■ Given passage ■
● ● ● ● ● ● ●

The human body usually makes use of dietary fatty acids. However, it is capable of producing SFA and MUFA from glucose and amino acids through enzymatic elongation (addition of 2 carbon units) and desaturation (formation of new double bonds). Desaturation activity is stimulated by insulin and inhibited by glucose, adrenalin, and glucagon (KRIS-ETHERTON, 2006).

The incorporation of essential fatty acids may cause structural and functional changes in the phospholipidic membrane, affecting important biological processes such as the synthesis of inflammatory mediators, including eicosanoids (COSTUNER; KARABABA, 2008).

Recent studies have expressed increasing interest in PUFA as essential components of the human diet. They have been shown to play an essential role in a number of biological systems, combating coronary and degenerative disorders. Besides being structural components of cell membranes, PUFA play an important role in regulatory function, acting as a source of eicosanoids and prostaglandins are the predominant component (RAMADAN et al., 2009). In addition, PUFA are the primary bio-membrane components, including the plasma membrane, endoplasmic reticulum, and mitochondrial membrane (KAITHWAS; MAJUMDAR, 2010).

● ● ● ● ● ● ●

■ What needs to be done ■
In the passage on fatty acids, what stimulates desaturation activity?

● ● ● ● ● ● ●

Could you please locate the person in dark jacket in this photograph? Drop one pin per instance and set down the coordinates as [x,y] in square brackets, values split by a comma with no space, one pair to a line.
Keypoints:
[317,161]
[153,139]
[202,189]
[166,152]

● ● ● ● ● ● ●

■ Result of the task ■
Insulin